Extracted records:
***

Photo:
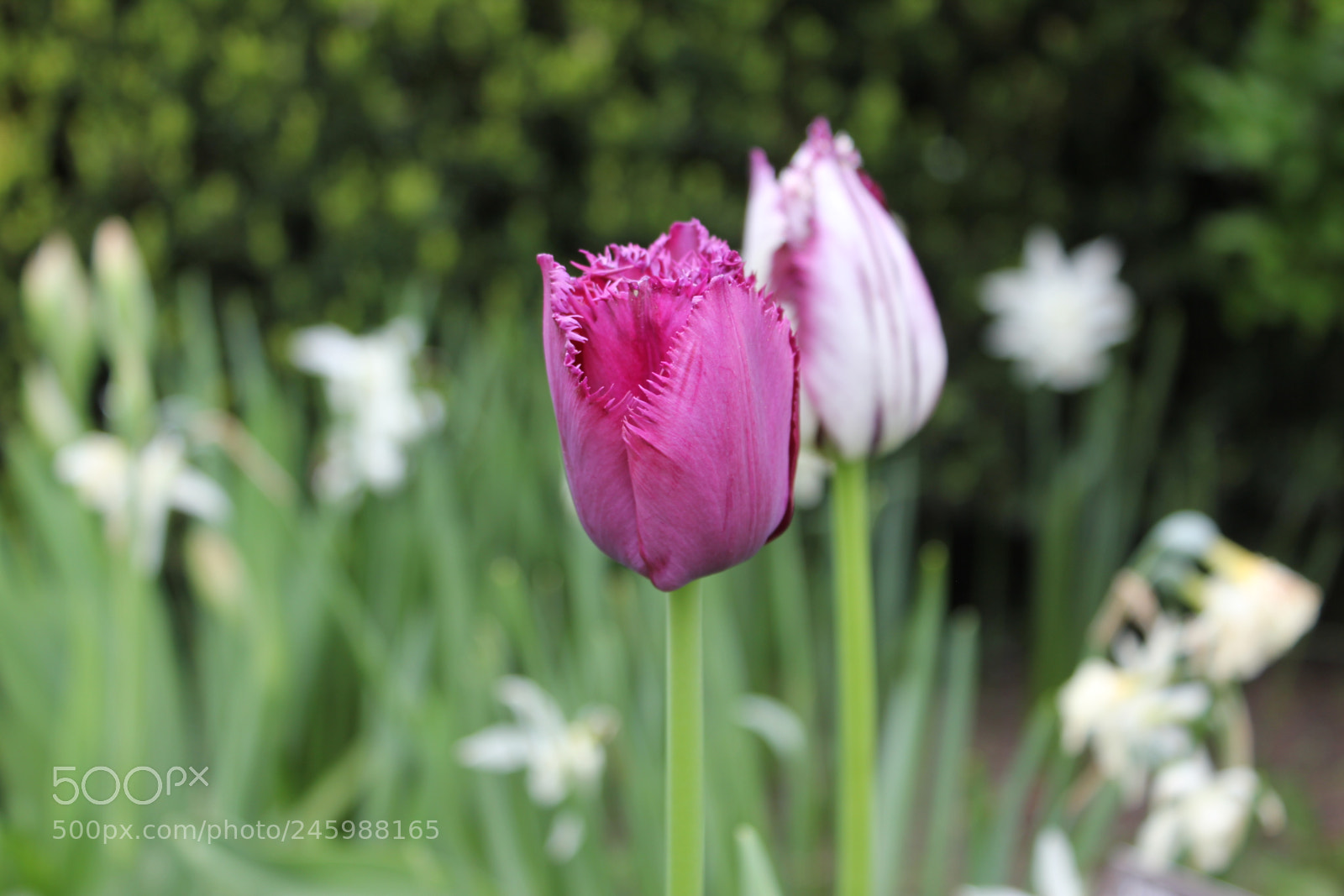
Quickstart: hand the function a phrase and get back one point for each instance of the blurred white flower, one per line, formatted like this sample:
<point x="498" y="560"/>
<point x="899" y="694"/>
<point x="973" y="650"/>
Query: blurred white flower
<point x="1132" y="714"/>
<point x="1252" y="610"/>
<point x="566" y="836"/>
<point x="1059" y="313"/>
<point x="136" y="492"/>
<point x="559" y="757"/>
<point x="1187" y="532"/>
<point x="1054" y="869"/>
<point x="1196" y="812"/>
<point x="371" y="392"/>
<point x="774" y="723"/>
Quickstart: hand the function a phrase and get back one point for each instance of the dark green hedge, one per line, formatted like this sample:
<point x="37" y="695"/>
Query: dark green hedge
<point x="319" y="154"/>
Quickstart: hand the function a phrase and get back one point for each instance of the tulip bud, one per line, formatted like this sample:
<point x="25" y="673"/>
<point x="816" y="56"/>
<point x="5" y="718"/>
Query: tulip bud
<point x="60" y="311"/>
<point x="871" y="348"/>
<point x="675" y="390"/>
<point x="127" y="313"/>
<point x="127" y="302"/>
<point x="47" y="409"/>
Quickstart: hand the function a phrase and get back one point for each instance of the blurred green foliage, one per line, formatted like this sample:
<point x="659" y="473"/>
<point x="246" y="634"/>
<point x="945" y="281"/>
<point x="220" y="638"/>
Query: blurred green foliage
<point x="316" y="155"/>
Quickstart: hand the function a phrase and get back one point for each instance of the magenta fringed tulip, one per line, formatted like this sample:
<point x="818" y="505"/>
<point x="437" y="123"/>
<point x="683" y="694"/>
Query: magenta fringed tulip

***

- [Problem to solve]: Images stay out, but the rest of the data above must be repeated exactly.

- [Task answer]:
Photo:
Quickstart: hand the function a phrase and get back one point for each instance of the blurred white flower, one per line, formatted like this sample:
<point x="498" y="560"/>
<point x="899" y="694"/>
<point x="973" y="650"/>
Query: blurred white flower
<point x="1132" y="714"/>
<point x="1252" y="610"/>
<point x="566" y="836"/>
<point x="1059" y="313"/>
<point x="136" y="492"/>
<point x="559" y="757"/>
<point x="1187" y="532"/>
<point x="1054" y="869"/>
<point x="1196" y="812"/>
<point x="371" y="392"/>
<point x="774" y="723"/>
Quickstart: hand the function a phrase and get back one point for each instance of the dark green hedge, one per line, formatted like this sample:
<point x="37" y="695"/>
Query: dark green hedge
<point x="319" y="154"/>
Quickstart: hand the function a phrase and get back one point for each instance of the tulip bud, one per line, formatted like this sample:
<point x="25" y="673"/>
<point x="816" y="56"/>
<point x="5" y="718"/>
Query: tulip bud
<point x="60" y="311"/>
<point x="871" y="348"/>
<point x="675" y="390"/>
<point x="127" y="313"/>
<point x="127" y="302"/>
<point x="47" y="409"/>
Quickstart: hand the function a phrase and get back one point for each instance of the blurred green foliage, one per line, formatted like this sample:
<point x="659" y="473"/>
<point x="246" y="634"/>
<point x="945" y="281"/>
<point x="220" y="638"/>
Query: blurred green foliage
<point x="316" y="155"/>
Quickstart: hand the function a phrase and get back one point for each instance of the magenta fringed tulip, one per line, formatted like this sample:
<point x="818" y="505"/>
<point x="437" y="123"/>
<point x="683" y="694"/>
Query: magenta fringed tulip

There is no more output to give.